--- Dataset content ---

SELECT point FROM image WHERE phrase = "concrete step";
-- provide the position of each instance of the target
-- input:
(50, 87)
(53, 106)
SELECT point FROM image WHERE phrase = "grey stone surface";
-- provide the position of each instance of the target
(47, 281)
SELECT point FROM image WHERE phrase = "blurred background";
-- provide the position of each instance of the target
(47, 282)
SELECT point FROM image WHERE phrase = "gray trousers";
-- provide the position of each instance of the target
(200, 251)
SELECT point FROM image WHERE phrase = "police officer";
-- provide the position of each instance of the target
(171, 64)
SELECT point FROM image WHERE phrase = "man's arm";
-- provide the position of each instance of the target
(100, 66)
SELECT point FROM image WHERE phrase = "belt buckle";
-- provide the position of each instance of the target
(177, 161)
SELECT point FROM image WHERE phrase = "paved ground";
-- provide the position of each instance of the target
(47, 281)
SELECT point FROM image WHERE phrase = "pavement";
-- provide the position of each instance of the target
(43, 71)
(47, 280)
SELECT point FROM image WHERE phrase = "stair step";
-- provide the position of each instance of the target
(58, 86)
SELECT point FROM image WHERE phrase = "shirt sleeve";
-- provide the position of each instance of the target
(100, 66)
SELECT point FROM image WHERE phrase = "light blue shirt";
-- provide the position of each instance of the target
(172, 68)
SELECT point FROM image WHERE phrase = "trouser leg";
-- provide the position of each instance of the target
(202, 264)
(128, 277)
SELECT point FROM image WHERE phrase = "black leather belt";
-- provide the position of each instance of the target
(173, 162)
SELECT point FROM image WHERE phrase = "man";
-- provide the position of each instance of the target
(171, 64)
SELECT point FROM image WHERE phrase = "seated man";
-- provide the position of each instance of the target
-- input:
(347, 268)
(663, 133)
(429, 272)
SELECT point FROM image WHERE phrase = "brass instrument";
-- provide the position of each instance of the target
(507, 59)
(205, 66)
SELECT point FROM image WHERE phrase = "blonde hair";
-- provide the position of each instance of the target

---

What to produce
Please repeat the listing above in full and exactly.

Written solution
SELECT point FROM image WHERE phrase = "concrete step";
-- provide the position of each instance of the target
-- input:
(50, 87)
(53, 106)
SELECT point FROM image WHERE phrase = "grey stone surface";
-- provide the position of each instance of the target
(47, 281)
SELECT point FROM image WHERE phrase = "blurred background";
-- provide the position of each instance of the target
(47, 282)
SELECT point FROM image WHERE phrase = "gray trousers";
-- provide the position of each instance of the target
(200, 251)
SELECT point FROM image WHERE phrase = "police officer";
-- provide the position of each instance of the target
(171, 64)
SELECT point FROM image WHERE phrase = "man's arm";
-- provide the position of each instance of the target
(100, 66)
SELECT point FROM image WHERE phrase = "belt buckle";
-- provide the position of each instance of the target
(177, 161)
SELECT point FROM image WHERE phrase = "paved ground";
-- provide the position of each instance of the target
(47, 281)
SELECT point FROM image WHERE phrase = "pavement";
-- provide the position of each instance of the target
(43, 71)
(47, 280)
SELECT point FROM image WHERE phrase = "stair step";
-- provide the position of each instance of the target
(58, 86)
SELECT point FROM image WHERE phrase = "shirt sleeve";
-- provide the position of each instance of the target
(100, 66)
SELECT point FROM image WHERE phrase = "light blue shirt";
-- provide the position of each instance of the target
(172, 68)
SELECT point FROM image WHERE phrase = "trouser leg";
-- provide the position of each instance of the target
(202, 264)
(128, 277)
SELECT point FROM image WHERE phrase = "black leather belt";
-- provide the position of each instance of the target
(173, 162)
SELECT point FROM image WHERE phrase = "man";
-- provide the position of each instance of the target
(171, 64)
SELECT point FROM image WHERE phrase = "seated man";
-- provide the position of each instance of the target
-- input:
(347, 268)
(663, 133)
(429, 272)
SELECT point FROM image WHERE phrase = "brass instrument";
-- provide the position of each instance of the target
(507, 59)
(205, 66)
SELECT point FROM image WHERE phrase = "blonde hair";
-- provide the position of each instance of the target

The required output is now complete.